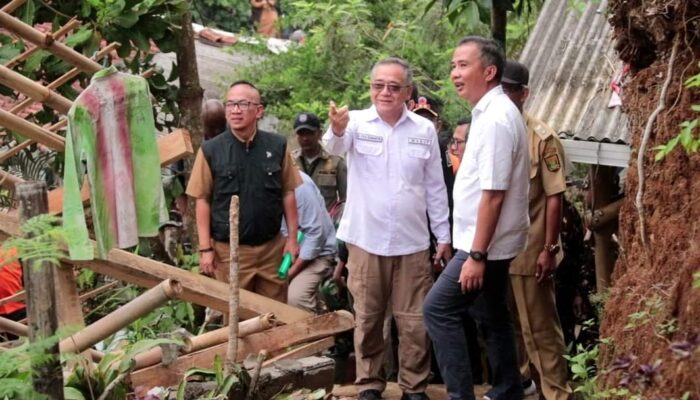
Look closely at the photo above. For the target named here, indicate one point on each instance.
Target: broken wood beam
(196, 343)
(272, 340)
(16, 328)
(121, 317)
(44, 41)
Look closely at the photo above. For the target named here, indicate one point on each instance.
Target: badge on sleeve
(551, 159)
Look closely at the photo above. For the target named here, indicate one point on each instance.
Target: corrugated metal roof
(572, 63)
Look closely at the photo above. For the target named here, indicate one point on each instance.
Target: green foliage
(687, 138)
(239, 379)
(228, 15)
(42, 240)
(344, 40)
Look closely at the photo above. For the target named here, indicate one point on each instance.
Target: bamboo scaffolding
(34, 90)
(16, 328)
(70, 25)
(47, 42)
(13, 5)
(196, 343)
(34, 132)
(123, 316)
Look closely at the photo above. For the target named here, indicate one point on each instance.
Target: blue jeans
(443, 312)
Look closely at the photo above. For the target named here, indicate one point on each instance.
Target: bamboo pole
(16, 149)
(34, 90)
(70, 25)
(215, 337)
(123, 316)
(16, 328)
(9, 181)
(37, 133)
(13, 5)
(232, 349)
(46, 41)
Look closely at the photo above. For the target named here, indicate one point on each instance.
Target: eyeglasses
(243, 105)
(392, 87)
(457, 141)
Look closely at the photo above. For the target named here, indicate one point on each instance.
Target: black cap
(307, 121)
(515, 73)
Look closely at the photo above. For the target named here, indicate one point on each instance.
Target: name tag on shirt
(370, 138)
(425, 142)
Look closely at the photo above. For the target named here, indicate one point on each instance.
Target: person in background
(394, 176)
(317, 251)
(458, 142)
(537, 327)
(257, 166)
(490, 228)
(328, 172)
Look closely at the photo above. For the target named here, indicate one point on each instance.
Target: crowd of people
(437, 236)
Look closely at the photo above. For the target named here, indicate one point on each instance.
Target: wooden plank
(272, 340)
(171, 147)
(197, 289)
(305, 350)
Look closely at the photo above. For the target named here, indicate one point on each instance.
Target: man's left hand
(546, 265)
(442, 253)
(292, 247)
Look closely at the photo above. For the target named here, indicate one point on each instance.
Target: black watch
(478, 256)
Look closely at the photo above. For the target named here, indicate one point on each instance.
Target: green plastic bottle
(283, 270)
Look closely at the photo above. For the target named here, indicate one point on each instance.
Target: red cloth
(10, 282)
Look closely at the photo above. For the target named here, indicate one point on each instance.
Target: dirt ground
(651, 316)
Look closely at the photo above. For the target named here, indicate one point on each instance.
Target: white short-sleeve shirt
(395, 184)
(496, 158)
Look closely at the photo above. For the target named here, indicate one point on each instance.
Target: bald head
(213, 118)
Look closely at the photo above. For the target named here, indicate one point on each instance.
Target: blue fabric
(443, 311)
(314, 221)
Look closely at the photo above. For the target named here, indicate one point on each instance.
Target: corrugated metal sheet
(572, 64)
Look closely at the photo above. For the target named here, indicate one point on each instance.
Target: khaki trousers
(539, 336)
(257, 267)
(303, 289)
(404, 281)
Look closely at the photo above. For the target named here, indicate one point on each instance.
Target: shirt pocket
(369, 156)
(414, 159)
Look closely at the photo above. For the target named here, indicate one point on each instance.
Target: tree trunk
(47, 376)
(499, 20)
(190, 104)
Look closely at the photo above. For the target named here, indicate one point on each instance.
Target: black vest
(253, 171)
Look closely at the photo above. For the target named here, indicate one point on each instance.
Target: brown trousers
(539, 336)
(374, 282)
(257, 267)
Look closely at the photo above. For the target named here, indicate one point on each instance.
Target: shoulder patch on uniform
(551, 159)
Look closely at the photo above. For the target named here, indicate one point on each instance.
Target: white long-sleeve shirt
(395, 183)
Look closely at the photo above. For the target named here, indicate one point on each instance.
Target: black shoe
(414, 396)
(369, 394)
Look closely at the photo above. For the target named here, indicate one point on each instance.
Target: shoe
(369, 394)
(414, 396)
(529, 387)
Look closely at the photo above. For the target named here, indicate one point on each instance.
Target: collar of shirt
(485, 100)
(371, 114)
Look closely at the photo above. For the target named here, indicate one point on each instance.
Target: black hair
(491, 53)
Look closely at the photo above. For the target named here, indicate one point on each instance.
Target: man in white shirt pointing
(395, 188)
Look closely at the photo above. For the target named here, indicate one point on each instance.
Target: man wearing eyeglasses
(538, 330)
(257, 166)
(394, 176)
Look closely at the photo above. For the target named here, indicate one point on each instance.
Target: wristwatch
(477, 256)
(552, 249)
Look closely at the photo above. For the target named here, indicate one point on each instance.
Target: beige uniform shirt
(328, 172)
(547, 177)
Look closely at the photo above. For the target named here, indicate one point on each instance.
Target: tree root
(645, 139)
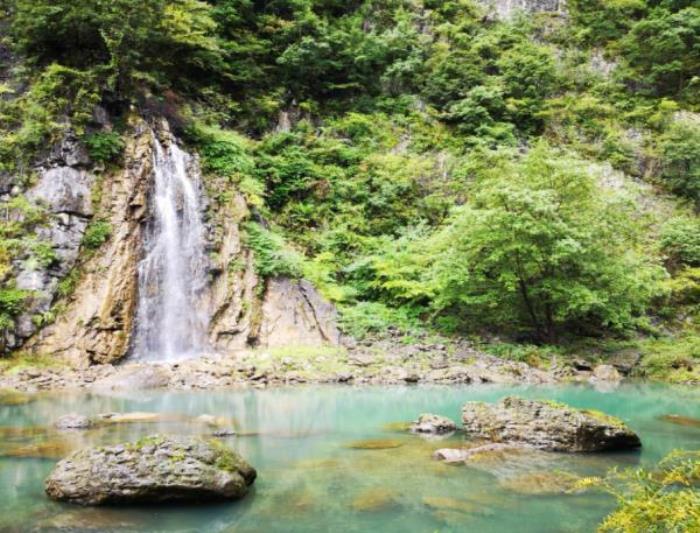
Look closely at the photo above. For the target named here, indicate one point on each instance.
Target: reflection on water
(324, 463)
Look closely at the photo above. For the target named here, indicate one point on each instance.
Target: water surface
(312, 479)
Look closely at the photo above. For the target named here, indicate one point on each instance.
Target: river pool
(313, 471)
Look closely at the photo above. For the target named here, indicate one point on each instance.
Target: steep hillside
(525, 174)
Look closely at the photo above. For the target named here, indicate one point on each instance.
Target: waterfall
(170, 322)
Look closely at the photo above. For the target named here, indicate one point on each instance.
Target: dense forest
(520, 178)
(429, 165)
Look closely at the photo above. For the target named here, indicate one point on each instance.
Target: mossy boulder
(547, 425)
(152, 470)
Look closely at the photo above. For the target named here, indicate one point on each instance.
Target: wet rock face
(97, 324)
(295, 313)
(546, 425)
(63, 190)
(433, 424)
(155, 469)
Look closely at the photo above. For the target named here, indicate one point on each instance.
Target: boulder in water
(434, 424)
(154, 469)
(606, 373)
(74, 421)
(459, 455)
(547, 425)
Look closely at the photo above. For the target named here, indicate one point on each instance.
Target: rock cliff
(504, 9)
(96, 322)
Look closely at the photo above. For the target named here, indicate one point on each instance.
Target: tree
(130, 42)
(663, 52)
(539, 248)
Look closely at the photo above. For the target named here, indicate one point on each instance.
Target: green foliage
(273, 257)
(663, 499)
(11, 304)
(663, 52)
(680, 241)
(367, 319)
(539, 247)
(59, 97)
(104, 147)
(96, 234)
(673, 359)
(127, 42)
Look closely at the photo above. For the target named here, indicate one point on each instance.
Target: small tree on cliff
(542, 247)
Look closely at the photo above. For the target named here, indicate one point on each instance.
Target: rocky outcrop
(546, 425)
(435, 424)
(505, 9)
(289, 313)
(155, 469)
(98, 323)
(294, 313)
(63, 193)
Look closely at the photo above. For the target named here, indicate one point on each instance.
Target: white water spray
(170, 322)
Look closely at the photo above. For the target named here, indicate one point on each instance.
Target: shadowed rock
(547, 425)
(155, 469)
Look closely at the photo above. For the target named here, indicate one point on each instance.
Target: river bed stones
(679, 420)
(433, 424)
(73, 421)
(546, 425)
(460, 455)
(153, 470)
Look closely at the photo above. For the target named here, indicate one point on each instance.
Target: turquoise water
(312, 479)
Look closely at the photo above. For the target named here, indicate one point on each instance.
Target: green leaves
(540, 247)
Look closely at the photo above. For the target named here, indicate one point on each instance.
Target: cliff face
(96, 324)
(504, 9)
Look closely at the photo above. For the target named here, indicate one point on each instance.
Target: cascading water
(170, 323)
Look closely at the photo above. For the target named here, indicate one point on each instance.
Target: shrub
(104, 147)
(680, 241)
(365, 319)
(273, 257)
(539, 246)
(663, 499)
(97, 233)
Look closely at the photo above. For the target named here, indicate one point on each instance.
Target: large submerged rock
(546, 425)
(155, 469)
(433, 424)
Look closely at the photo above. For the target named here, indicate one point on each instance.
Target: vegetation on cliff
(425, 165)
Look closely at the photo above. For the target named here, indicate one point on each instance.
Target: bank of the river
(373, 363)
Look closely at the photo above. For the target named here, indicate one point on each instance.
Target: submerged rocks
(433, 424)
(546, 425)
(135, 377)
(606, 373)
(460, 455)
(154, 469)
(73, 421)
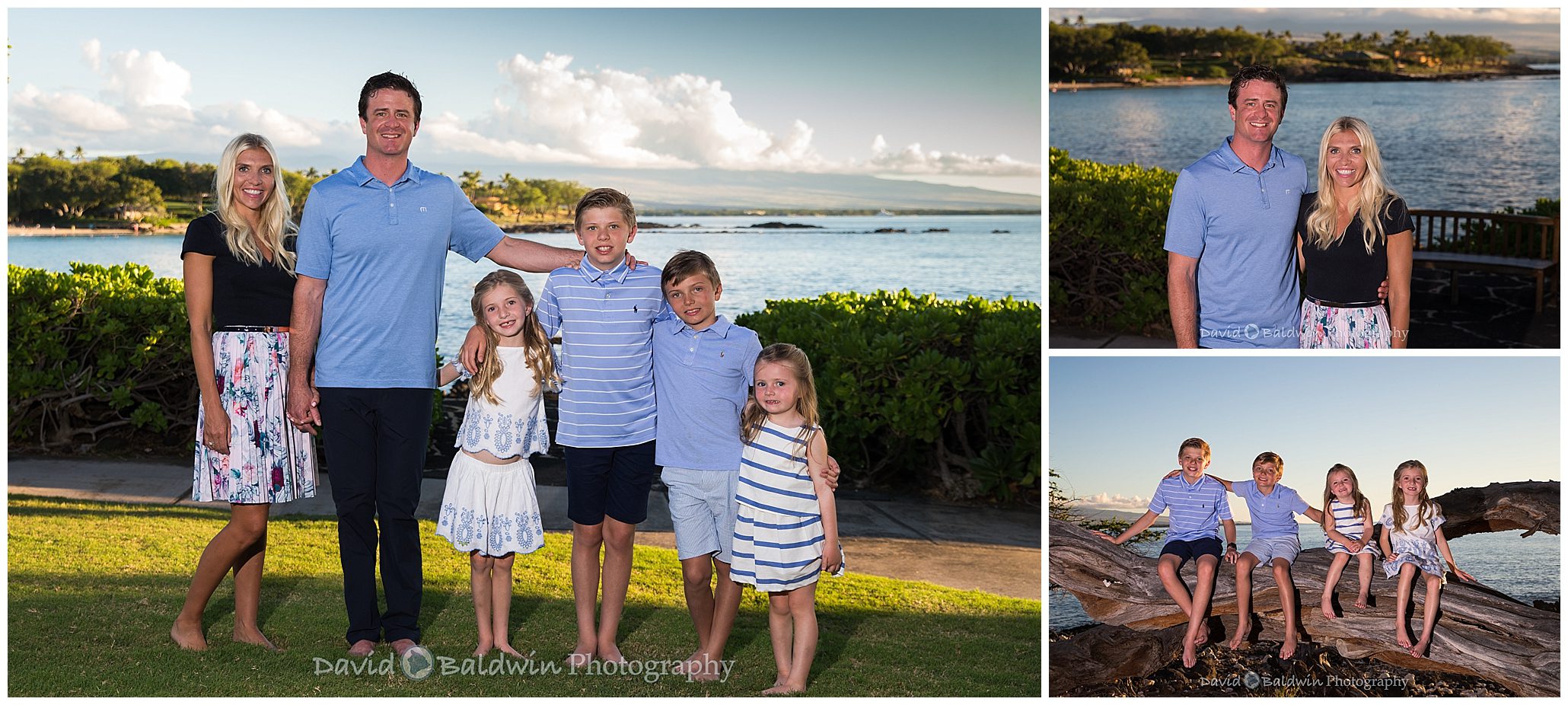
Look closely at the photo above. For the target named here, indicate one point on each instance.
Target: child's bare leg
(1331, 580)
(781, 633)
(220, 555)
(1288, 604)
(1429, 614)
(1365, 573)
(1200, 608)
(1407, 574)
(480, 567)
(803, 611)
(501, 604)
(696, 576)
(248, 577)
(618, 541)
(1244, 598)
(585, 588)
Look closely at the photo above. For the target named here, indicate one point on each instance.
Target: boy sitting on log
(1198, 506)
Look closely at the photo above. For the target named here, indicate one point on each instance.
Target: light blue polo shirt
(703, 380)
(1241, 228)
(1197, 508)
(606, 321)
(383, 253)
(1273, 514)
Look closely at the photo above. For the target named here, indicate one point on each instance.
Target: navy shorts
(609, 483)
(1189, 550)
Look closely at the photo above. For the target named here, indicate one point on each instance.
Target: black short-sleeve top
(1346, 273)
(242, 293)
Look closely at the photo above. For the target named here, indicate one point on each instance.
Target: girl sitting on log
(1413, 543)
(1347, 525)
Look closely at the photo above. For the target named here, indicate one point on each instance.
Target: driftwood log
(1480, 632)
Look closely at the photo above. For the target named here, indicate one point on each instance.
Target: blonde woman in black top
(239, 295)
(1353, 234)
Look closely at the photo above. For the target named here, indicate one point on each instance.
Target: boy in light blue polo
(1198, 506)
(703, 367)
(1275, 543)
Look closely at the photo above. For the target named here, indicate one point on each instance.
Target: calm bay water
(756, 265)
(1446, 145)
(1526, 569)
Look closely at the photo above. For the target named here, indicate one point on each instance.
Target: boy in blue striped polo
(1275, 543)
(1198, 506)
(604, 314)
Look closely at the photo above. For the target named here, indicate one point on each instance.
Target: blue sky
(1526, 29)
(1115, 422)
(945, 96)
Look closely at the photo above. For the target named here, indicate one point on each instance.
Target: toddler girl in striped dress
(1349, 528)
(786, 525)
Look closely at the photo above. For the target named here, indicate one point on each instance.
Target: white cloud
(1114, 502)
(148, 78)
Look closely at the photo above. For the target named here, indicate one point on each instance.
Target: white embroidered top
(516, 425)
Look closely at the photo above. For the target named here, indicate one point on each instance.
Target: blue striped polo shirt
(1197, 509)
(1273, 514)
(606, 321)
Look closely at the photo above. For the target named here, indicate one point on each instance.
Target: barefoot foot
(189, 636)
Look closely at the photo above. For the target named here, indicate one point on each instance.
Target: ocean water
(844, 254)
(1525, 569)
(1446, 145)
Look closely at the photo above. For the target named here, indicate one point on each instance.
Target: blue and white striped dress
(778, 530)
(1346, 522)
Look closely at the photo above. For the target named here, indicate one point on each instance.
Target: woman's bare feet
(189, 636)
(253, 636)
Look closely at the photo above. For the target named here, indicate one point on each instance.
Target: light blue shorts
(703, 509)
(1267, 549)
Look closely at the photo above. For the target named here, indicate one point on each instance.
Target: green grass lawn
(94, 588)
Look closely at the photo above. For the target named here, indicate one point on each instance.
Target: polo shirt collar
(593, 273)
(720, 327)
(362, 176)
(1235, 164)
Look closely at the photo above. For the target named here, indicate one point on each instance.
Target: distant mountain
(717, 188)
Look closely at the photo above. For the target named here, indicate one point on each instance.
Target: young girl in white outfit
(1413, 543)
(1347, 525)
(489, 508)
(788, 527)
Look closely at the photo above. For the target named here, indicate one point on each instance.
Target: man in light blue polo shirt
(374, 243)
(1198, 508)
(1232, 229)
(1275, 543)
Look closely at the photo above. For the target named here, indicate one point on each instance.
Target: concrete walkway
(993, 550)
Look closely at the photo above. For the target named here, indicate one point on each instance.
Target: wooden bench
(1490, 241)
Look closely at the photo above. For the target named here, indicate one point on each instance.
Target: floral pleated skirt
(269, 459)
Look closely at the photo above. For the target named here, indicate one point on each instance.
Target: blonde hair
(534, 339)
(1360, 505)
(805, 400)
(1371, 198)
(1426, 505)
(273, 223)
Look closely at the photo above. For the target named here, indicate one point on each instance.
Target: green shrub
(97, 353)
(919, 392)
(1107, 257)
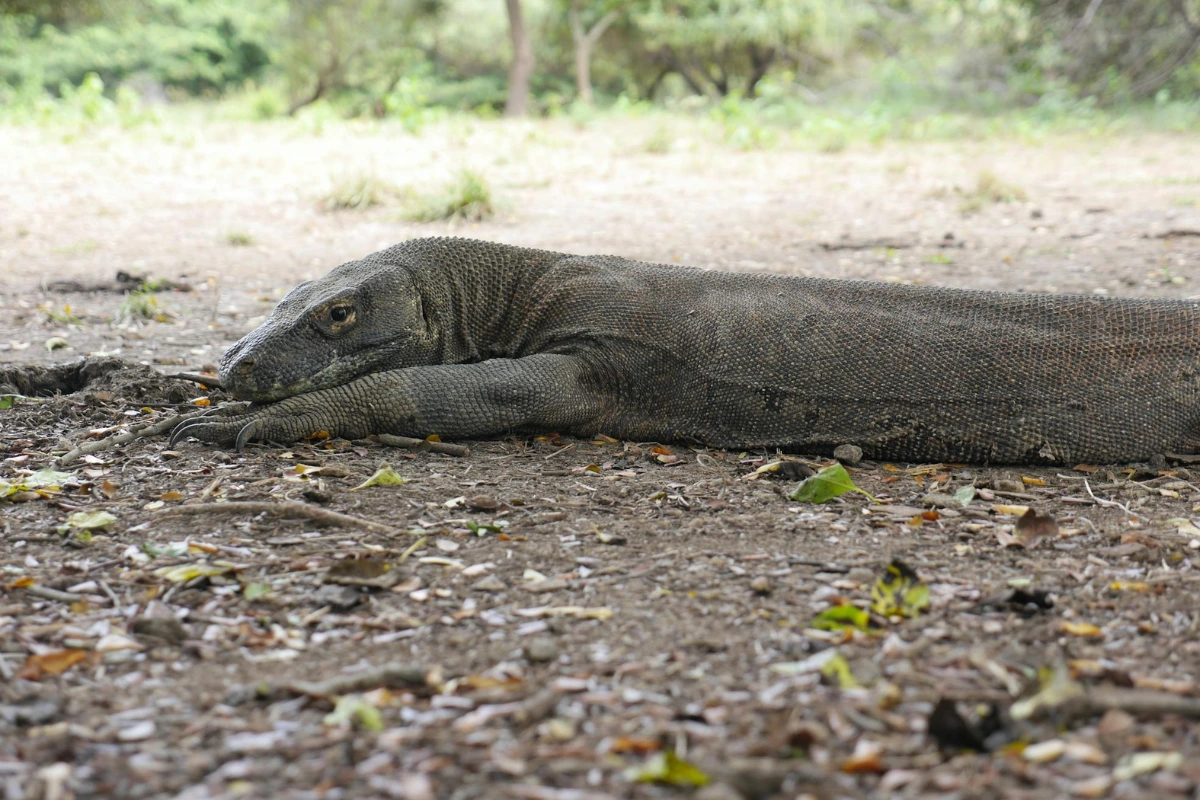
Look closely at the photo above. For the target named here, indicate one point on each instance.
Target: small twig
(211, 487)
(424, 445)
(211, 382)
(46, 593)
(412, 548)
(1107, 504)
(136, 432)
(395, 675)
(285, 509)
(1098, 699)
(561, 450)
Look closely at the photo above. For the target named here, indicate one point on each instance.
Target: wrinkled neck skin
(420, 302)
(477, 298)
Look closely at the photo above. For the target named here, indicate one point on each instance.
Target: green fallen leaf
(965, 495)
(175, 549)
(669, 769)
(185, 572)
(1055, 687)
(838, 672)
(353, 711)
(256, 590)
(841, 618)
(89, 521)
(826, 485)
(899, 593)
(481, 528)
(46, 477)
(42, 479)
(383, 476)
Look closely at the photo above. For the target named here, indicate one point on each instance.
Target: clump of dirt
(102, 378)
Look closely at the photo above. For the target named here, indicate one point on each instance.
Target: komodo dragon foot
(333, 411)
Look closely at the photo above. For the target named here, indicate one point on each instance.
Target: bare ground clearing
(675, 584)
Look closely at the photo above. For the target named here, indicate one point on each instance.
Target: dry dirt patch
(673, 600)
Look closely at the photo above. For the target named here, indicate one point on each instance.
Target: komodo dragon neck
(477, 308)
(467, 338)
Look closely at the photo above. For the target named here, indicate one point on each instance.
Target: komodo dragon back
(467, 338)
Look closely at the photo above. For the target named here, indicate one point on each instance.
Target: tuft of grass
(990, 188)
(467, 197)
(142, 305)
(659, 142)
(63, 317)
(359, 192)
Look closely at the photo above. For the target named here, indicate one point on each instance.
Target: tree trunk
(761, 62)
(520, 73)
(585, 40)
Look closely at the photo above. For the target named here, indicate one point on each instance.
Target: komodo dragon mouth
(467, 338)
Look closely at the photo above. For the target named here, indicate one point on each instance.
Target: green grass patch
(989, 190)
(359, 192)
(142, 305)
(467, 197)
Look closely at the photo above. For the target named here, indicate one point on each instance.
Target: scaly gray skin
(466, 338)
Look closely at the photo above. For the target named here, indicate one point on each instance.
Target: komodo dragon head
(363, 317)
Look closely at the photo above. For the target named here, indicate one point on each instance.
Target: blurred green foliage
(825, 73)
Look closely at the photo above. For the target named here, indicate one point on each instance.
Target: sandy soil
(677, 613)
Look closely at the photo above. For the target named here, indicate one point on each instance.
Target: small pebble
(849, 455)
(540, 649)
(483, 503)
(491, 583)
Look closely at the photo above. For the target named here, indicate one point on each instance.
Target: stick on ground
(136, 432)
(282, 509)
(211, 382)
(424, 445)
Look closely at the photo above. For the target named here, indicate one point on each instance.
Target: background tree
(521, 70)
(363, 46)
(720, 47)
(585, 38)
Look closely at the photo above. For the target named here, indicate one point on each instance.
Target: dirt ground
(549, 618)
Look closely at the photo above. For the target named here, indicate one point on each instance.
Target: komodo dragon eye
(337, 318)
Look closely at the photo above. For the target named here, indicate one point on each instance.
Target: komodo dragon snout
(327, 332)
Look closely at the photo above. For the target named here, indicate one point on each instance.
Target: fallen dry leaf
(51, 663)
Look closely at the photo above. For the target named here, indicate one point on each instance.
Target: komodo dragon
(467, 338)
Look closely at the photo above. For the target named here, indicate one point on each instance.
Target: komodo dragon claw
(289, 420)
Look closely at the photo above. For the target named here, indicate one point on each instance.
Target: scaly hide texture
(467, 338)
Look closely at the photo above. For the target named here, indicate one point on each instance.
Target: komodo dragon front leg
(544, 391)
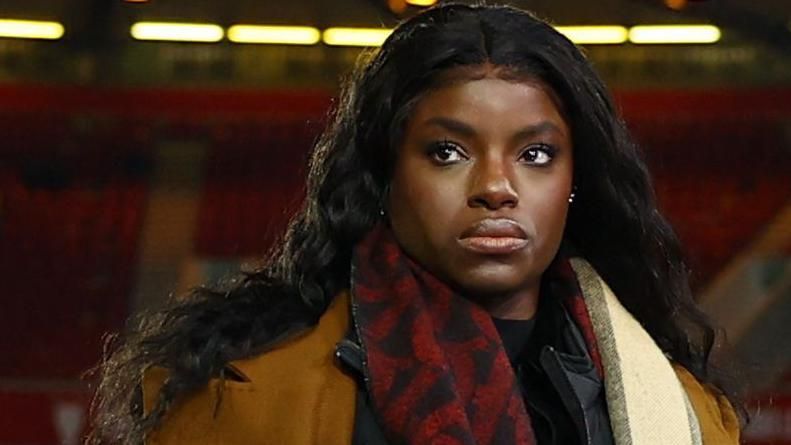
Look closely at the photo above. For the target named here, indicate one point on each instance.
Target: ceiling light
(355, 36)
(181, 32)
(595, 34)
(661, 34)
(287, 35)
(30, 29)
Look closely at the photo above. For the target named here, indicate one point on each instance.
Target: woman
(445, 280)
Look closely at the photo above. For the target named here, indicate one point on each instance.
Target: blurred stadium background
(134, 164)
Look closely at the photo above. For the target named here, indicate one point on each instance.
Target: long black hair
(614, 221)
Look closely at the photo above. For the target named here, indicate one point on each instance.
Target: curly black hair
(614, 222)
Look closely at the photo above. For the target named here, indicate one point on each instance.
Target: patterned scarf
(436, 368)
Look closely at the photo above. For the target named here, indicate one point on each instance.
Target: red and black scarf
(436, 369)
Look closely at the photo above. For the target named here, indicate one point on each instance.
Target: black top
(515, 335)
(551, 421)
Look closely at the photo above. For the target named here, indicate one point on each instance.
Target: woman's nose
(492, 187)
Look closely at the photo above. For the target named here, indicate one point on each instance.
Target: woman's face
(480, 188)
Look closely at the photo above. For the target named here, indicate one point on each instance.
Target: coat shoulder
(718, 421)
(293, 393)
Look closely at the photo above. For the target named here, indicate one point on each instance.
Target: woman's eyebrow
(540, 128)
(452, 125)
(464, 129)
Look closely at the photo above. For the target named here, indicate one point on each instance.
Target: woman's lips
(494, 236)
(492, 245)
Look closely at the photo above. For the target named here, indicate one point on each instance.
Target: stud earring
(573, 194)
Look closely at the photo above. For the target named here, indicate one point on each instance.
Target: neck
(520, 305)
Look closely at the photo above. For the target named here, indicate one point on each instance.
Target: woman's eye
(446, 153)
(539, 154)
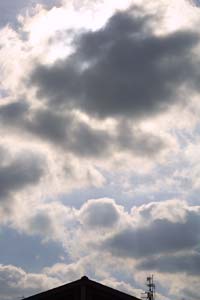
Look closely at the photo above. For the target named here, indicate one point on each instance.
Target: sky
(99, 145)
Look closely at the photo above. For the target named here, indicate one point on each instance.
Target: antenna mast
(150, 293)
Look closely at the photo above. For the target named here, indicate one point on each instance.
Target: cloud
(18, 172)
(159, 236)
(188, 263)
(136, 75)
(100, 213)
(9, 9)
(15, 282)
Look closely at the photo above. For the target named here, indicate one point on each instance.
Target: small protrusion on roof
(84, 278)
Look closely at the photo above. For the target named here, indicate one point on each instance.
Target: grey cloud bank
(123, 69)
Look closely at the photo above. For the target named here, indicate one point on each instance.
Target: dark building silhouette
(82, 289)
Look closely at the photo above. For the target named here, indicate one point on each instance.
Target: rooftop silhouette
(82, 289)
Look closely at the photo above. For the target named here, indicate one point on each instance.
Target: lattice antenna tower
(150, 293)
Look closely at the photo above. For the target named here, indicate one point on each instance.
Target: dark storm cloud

- **Task prompt**: Gather every line in the rows above that contains the word "metal" and copy each one out in full.

- **Exercise output**:
Target: corrugated metal roof
Target: corrugated metal sheet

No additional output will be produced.